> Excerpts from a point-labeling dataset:
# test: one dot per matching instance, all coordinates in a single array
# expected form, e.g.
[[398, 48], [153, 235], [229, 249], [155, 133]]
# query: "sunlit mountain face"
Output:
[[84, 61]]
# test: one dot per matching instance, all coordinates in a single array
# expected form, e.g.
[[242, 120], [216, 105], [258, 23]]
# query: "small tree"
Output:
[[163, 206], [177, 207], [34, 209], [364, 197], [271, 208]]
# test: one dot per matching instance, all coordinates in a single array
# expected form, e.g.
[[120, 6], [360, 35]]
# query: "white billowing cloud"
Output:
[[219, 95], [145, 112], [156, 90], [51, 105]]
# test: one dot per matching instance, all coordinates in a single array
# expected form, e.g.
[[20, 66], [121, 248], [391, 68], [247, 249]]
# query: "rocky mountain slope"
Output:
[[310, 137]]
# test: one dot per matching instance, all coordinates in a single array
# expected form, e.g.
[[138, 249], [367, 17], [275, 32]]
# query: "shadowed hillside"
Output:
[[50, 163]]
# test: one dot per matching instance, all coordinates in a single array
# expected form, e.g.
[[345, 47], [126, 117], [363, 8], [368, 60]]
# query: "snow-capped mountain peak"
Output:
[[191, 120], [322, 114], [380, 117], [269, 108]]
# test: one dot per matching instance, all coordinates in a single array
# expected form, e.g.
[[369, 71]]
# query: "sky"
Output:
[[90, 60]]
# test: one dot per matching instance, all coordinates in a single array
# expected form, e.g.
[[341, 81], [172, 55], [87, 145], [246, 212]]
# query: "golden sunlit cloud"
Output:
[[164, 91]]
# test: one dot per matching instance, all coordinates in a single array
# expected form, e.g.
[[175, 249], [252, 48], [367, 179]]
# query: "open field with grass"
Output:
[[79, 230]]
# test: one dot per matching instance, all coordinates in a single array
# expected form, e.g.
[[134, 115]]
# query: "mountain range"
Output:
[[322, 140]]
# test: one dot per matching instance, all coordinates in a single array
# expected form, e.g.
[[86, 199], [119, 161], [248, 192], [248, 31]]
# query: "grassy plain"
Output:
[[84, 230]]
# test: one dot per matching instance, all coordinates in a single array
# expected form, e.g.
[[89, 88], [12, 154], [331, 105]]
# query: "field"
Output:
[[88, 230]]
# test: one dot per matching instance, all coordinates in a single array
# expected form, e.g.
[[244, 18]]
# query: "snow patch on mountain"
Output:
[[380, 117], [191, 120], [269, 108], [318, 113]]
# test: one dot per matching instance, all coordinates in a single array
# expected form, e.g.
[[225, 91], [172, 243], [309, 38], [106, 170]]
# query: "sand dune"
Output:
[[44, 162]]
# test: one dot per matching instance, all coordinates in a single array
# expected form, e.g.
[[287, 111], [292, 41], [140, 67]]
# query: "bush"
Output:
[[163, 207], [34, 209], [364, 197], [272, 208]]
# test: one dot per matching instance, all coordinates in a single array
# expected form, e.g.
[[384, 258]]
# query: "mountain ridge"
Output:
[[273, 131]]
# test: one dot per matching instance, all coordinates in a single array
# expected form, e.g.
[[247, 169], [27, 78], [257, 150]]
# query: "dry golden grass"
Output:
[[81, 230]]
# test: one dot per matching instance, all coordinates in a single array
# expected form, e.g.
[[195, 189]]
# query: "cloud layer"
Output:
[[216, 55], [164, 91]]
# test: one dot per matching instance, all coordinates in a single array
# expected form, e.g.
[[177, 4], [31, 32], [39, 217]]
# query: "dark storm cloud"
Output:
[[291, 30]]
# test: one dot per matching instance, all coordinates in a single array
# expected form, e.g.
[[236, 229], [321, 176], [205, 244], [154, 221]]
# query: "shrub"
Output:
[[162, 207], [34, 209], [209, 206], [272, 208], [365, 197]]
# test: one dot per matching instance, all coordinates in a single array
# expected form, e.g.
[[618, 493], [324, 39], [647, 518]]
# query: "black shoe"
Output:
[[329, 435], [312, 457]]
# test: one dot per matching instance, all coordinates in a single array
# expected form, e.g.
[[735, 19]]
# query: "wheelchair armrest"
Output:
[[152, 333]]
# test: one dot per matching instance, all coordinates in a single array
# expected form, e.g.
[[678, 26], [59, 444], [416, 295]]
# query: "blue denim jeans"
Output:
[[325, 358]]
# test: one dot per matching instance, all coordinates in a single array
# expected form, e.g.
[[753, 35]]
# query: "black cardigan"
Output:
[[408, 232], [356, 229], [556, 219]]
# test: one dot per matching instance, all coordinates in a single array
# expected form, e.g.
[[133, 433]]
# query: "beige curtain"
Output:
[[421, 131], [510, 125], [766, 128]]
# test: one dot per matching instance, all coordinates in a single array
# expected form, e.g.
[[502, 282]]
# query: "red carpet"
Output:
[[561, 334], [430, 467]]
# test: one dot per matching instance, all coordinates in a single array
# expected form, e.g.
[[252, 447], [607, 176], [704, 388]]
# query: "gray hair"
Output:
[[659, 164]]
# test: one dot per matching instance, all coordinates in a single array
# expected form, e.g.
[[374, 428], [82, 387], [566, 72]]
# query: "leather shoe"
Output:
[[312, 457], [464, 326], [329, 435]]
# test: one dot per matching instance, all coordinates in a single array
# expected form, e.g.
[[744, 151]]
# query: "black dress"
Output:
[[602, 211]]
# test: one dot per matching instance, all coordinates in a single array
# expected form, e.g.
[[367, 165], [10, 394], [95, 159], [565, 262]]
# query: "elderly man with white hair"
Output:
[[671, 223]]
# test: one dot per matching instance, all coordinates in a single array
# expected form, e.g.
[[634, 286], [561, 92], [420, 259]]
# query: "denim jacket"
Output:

> SHORT TASK: Copy every one of the records above, line for line, with no changes.

> EXERCISE ANSWER:
# test: one dot per matching instance, all coordinates in a single array
# expected form, e.g.
[[398, 48], [153, 235], [229, 249], [155, 133]]
# query: "sunlit mountain face"
Output:
[[84, 61]]
# test: one dot per matching instance, all coordinates in a single array
# expected form, e.g.
[[242, 120], [216, 105], [258, 23]]
# query: "small tree"
Output:
[[163, 206], [177, 207], [34, 209], [364, 197], [271, 208]]
# test: one dot per matching instance, all coordinates in a single array
# expected form, e.g.
[[120, 6], [360, 35]]
# query: "white billowing cloud"
Output:
[[219, 95], [145, 112], [156, 90], [51, 105]]
# test: one dot per matching instance, all coordinates in a single array
# expected form, e.g.
[[20, 66], [121, 248], [391, 68], [247, 249]]
# query: "rocky mountain slope"
Output:
[[310, 137]]
# test: one dot per matching instance, all coordinates in a single array
# expected form, e.g.
[[138, 249], [367, 17], [275, 32]]
# query: "shadowed hillside"
Output:
[[50, 163]]
# test: one dot per matching instance, all coordinates in a single array
# expected form, e.g.
[[345, 47], [126, 117], [363, 8], [368, 60]]
# query: "snow-capped mountain peak"
Output:
[[191, 120], [322, 114], [380, 117], [269, 108]]
# test: one dot per matching instance, all coordinates in a single array
# expected form, e.g.
[[369, 71]]
# query: "sky"
Output:
[[90, 60]]
# test: one dot per matching instance, all coordinates in a single array
# expected form, e.g.
[[341, 81], [172, 55], [87, 145], [246, 212]]
# query: "golden sunlit cloud"
Output:
[[164, 91]]
# test: one dot per matching instance, all coordinates in a single array
# expected form, e.g.
[[175, 249], [252, 48], [367, 179]]
# query: "open field with grass"
Output:
[[79, 230]]
# test: one dot per matching instance, all coordinates in a single array
# expected form, e.g.
[[134, 115]]
# query: "mountain range"
Output:
[[322, 140]]
# test: one dot per matching instance, all coordinates in a single array
# expected form, e.g.
[[86, 199], [119, 161], [248, 192], [248, 31]]
# query: "grassy plain"
Output:
[[84, 230]]
# test: one dot per matching instance, all coordinates in a single array
# expected form, e.g.
[[89, 88], [12, 154], [331, 105]]
# query: "field"
Output:
[[88, 230]]
# test: one dot per matching instance, all coordinates in a single array
# expected form, e.g.
[[244, 18]]
# query: "snow patch on mountain"
Output:
[[380, 117], [191, 120], [269, 108], [318, 113]]
# test: one dot per matching instance, all coordinates in a single array
# expected form, e.g.
[[225, 91], [172, 243], [309, 38], [106, 170]]
# query: "sand dune"
Output:
[[44, 162]]
# test: one dot per matching instance, all coordinates in a single array
# expected form, e.g.
[[287, 111], [292, 41], [140, 67]]
# query: "bush"
Output:
[[163, 207], [34, 209], [364, 197], [272, 208]]
# test: one dot per matching instance, all coordinates in a single array
# expected form, e.g.
[[384, 258]]
# query: "mountain ridge"
Output:
[[273, 131]]
# test: one dot per matching instance, all coordinates in a single array
# expected form, e.g.
[[247, 169], [27, 78], [257, 150]]
# query: "dry golden grass"
Output:
[[81, 230]]
# test: one dot per matching instance, all coordinates in a single array
# expected form, e.g.
[[195, 189]]
# query: "cloud layer"
Output:
[[216, 55], [164, 91]]
# test: one dot per matching instance, all coordinates in a single array
# expected form, e.g.
[[177, 4], [31, 32], [39, 217]]
# query: "dark storm cloud"
Output:
[[291, 30]]
# test: one dot per matching instance, all coordinates in a single array
# expected form, e.g.
[[236, 229], [321, 176], [205, 244], [154, 221]]
# query: "shrub"
Output:
[[162, 207], [34, 209], [209, 206], [272, 208], [365, 197]]
# test: one dot per matching instance, all coordinates in a single array
# expected form, e.g.
[[618, 493], [324, 39], [647, 518]]
# query: "black shoe"
Output:
[[329, 435], [312, 457]]
# test: one dot per matching instance, all coordinates in a single array
# expected form, e.g.
[[735, 19]]
# query: "wheelchair armrest"
Output:
[[152, 333]]
# test: one dot per matching instance, all coordinates in a single array
# expected form, e.g.
[[678, 26], [59, 444], [416, 295]]
# query: "blue denim jeans"
Output:
[[325, 358]]
# test: one dot per matching instance, all coordinates in a single array
# expected form, e.g.
[[753, 35]]
# query: "black cardigan"
Output:
[[408, 232], [356, 229], [556, 219]]
# test: one dot per matching instance, all coordinates in a single array
# expected form, e.g.
[[133, 433]]
# query: "beige curtain"
Output:
[[421, 131], [510, 125], [766, 128]]
# test: one dot per matching instance, all coordinates in a single array
# expected form, e.g.
[[502, 282]]
# query: "red carpet"
Output:
[[561, 334], [430, 467]]
# test: one dot per matching instance, all coordinates in a single array
# expected form, e.g.
[[252, 447], [607, 176], [704, 388]]
# query: "gray hair"
Output:
[[659, 164]]
# test: one dot per matching instance, all coordinates in a single array
# expected form, e.g.
[[374, 428], [82, 387], [566, 72]]
# query: "leather shoe"
Output:
[[312, 457], [464, 326], [329, 435]]
# test: one dot per matching instance, all coordinates in a single array
# expected form, e.g.
[[744, 151]]
# query: "black dress"
Output:
[[602, 211]]
# test: one dot per matching instance, all coordinates in a single array
# expected form, e.g.
[[367, 165], [10, 394], [95, 159], [565, 262]]
# query: "elderly man with white hair"
Output:
[[671, 223]]
# test: one dot per matching instance, all coordinates in a single array
# expected form, e.g.
[[634, 286], [561, 92], [420, 259]]
# query: "denim jacket"
Output:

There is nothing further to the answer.